[Labeled-object pointing entries]
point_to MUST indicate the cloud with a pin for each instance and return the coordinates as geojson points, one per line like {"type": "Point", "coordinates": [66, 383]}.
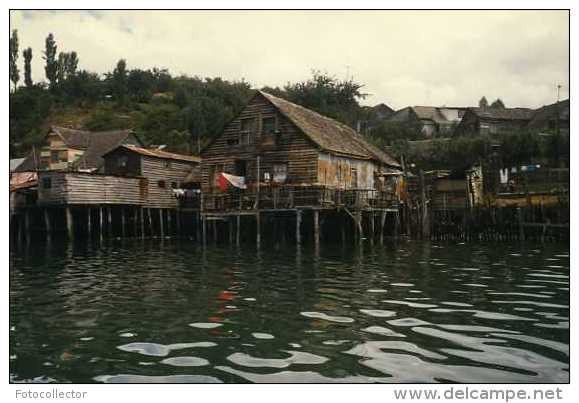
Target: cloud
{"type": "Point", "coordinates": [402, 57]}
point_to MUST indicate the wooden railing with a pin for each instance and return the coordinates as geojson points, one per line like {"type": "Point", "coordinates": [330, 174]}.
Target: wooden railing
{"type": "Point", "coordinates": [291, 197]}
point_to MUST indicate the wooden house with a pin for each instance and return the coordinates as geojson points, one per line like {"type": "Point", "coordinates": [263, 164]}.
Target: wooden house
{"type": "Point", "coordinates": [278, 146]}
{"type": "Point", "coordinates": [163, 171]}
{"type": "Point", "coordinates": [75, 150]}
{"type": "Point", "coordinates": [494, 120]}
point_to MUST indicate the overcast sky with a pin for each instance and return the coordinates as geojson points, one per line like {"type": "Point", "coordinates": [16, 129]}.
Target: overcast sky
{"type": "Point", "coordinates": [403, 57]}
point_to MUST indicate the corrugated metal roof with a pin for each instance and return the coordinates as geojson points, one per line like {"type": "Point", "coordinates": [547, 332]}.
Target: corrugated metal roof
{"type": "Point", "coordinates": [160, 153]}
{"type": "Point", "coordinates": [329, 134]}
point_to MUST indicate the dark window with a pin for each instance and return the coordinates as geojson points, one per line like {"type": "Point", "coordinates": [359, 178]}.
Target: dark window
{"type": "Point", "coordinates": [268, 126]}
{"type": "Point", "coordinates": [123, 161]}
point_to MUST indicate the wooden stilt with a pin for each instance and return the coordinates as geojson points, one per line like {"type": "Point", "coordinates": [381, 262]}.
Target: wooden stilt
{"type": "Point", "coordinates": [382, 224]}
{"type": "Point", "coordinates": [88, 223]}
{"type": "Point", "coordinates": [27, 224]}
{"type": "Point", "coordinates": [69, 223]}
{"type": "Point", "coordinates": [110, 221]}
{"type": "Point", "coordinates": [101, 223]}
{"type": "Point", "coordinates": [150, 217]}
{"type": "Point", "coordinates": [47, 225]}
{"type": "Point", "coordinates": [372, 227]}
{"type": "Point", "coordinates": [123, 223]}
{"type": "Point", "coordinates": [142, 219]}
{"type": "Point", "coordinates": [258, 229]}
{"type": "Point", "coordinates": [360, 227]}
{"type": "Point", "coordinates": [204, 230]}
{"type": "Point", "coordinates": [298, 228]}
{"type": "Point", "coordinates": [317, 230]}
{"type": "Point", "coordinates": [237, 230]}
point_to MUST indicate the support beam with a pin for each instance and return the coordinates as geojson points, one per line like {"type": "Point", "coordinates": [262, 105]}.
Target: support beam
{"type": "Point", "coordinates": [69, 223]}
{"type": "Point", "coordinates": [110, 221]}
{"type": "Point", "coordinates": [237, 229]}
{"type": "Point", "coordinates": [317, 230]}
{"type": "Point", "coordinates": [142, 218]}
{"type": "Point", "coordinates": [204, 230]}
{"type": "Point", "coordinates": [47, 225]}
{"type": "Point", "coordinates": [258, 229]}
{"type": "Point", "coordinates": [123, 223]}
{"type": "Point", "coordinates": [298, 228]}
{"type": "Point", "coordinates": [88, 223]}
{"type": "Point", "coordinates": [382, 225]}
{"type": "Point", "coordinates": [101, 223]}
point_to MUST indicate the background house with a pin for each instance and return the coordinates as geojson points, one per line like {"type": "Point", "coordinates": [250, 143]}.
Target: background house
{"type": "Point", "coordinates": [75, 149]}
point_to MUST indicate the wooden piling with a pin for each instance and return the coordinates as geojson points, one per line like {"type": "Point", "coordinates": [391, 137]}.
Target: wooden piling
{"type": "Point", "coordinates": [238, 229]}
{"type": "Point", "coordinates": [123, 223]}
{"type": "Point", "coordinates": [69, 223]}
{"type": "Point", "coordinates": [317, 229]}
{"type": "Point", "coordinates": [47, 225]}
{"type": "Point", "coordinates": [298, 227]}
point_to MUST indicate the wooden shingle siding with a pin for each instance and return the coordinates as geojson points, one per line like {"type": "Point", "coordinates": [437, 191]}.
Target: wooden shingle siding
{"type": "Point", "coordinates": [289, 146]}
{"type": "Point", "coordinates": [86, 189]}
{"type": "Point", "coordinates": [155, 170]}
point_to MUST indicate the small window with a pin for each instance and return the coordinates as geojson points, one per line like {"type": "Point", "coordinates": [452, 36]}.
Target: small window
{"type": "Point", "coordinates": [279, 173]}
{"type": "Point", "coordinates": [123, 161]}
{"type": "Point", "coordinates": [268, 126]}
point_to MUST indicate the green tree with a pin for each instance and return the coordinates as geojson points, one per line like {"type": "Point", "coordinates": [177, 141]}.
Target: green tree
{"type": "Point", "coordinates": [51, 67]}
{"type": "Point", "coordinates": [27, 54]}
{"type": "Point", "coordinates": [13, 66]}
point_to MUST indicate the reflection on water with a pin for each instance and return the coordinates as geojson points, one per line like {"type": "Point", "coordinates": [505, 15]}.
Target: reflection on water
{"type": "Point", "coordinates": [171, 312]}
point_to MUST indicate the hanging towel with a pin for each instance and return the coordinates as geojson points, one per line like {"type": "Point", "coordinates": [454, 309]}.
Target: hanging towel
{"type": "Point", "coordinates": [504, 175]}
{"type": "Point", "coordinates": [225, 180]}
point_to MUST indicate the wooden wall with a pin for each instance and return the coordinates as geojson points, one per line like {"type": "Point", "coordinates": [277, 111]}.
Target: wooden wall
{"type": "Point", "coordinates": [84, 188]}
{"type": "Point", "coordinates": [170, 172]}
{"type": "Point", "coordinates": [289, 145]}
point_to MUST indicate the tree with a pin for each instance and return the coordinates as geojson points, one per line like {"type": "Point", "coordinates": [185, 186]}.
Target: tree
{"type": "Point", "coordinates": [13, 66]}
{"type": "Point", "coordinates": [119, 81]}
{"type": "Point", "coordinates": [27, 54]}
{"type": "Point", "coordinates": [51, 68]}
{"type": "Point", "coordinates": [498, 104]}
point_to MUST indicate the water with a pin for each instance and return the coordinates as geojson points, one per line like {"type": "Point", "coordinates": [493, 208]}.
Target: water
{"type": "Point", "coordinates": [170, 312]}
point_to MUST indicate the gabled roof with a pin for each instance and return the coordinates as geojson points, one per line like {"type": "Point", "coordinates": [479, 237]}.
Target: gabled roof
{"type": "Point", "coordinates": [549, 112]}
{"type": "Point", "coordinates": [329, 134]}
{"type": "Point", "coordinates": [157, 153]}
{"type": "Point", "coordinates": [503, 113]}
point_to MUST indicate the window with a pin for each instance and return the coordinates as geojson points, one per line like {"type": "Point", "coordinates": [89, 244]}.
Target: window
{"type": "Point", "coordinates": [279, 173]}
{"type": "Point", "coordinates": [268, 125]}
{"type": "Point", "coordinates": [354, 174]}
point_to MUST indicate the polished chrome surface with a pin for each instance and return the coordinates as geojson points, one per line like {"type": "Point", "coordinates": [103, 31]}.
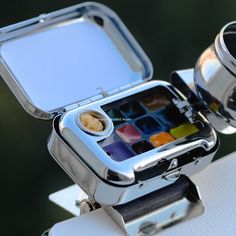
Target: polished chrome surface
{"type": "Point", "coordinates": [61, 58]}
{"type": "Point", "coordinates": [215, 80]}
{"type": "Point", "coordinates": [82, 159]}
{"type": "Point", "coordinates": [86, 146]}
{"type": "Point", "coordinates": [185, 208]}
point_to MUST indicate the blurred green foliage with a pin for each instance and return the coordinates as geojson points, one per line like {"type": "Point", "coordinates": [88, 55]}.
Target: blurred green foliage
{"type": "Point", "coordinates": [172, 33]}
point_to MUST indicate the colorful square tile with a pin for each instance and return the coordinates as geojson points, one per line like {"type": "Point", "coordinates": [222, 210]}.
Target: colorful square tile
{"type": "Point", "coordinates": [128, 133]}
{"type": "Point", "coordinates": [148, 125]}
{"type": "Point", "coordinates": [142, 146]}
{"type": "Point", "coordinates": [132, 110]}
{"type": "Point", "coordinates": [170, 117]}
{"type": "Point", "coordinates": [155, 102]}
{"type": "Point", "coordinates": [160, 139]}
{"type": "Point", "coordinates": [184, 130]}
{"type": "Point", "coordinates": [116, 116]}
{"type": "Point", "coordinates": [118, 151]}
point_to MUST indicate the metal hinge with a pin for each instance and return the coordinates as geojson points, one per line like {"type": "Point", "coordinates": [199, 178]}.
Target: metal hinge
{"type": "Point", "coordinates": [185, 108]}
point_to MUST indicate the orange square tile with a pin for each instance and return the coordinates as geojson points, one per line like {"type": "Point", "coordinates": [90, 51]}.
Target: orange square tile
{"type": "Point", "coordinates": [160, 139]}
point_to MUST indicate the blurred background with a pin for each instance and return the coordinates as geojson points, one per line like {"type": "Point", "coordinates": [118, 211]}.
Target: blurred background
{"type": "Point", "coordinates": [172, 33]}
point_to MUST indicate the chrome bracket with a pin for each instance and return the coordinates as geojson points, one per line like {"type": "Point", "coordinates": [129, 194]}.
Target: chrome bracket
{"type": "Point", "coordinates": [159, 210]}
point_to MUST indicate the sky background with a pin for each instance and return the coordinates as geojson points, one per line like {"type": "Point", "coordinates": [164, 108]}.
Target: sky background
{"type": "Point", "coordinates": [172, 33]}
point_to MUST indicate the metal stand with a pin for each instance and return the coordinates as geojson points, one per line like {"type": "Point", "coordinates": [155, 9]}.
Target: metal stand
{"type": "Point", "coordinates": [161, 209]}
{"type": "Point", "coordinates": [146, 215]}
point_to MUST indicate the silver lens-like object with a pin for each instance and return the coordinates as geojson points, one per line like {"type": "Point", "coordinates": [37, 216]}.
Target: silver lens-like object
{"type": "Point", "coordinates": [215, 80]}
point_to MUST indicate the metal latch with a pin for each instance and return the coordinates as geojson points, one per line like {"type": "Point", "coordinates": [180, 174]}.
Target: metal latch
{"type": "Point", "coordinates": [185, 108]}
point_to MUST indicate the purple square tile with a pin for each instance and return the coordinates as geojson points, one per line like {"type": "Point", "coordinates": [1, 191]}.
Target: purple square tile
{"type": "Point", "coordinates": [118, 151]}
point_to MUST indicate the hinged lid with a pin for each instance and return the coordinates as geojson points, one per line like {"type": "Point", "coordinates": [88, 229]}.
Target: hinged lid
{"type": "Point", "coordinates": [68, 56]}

---

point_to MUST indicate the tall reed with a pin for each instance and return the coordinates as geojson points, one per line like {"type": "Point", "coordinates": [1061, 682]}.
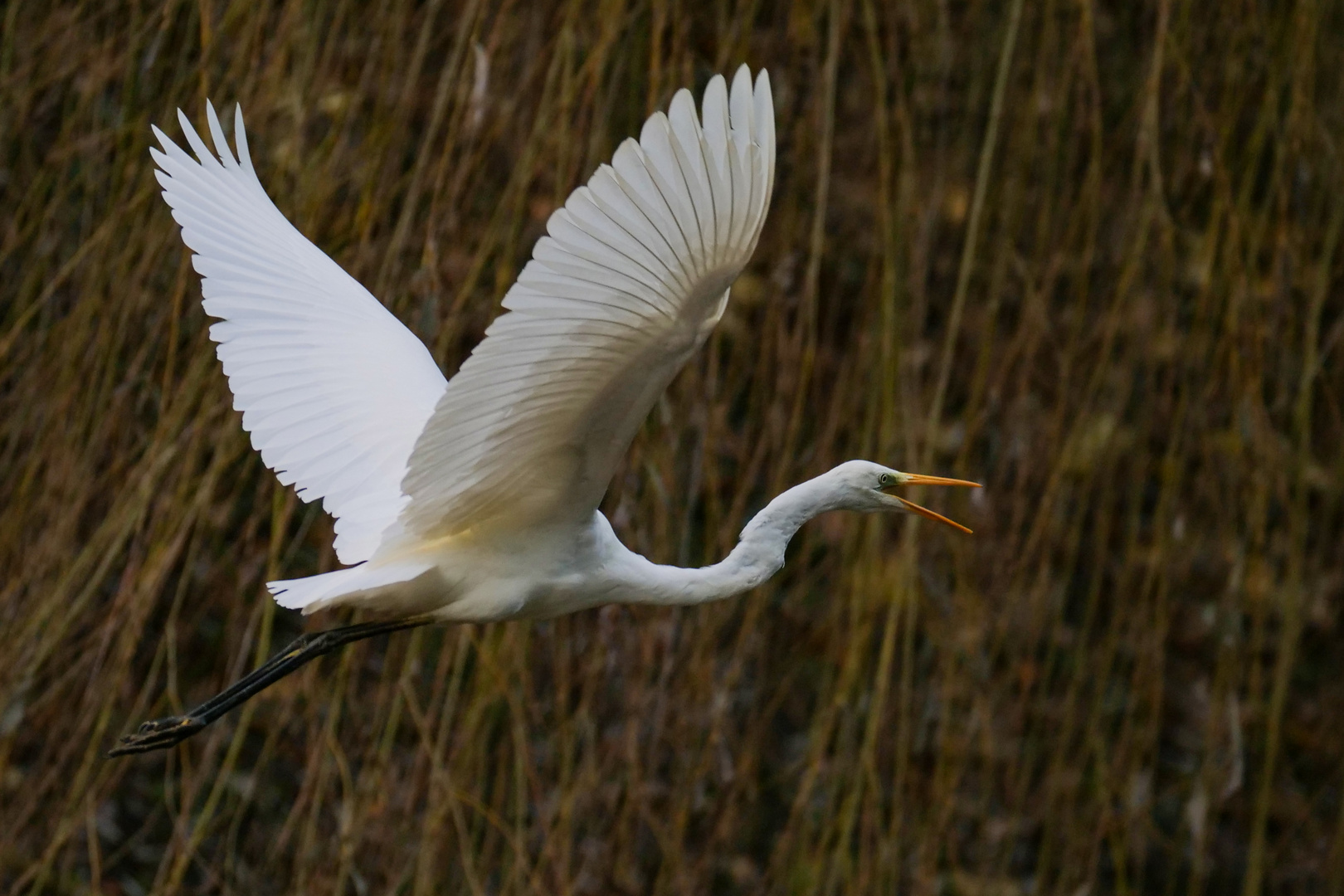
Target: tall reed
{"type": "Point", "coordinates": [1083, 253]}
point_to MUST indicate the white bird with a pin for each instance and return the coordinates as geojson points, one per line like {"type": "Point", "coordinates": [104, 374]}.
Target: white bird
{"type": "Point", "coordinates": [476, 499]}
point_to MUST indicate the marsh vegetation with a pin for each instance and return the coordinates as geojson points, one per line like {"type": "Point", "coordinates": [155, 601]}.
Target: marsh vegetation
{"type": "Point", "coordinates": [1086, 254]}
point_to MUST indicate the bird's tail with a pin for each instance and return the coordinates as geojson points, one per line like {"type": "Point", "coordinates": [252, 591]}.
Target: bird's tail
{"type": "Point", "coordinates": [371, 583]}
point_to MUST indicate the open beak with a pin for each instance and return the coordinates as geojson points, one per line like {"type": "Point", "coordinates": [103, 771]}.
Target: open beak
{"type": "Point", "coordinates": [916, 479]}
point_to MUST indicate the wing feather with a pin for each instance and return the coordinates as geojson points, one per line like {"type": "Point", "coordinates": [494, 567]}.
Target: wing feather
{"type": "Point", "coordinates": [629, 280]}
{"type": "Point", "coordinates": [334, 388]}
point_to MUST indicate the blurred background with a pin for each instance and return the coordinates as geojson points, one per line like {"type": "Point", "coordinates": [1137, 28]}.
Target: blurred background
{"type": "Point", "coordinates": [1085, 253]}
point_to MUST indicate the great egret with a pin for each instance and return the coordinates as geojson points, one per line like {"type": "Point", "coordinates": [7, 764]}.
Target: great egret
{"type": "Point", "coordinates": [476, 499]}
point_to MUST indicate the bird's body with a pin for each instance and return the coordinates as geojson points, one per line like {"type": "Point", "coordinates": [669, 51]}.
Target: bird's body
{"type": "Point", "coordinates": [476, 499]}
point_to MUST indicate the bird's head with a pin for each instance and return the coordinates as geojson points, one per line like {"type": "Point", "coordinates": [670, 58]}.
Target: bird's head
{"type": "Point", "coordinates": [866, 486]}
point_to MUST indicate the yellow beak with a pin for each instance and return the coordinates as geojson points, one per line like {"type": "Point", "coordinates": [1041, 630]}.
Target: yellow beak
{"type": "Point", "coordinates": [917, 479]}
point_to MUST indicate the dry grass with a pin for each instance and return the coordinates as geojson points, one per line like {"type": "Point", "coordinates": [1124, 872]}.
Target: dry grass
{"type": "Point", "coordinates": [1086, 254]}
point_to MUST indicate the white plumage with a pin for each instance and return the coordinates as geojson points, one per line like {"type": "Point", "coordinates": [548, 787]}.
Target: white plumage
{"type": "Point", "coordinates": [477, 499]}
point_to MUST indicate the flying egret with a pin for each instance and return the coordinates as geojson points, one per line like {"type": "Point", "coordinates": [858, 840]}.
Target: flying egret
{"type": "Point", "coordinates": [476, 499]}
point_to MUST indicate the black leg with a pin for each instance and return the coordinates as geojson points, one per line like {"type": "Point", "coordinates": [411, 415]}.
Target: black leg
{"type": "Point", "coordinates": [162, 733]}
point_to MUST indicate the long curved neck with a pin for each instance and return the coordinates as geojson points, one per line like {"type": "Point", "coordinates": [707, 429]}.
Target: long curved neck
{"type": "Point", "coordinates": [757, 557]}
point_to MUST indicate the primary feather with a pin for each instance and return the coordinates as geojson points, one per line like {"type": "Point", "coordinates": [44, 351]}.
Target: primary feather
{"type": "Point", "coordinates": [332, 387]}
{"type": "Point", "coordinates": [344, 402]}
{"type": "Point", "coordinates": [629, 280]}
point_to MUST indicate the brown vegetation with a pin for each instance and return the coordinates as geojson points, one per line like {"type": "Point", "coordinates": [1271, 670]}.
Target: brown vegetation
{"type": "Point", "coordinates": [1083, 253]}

> _Task prompt_: Please give only the number of lines in the material above that contain the word "gabled".

> _Solution below_: 2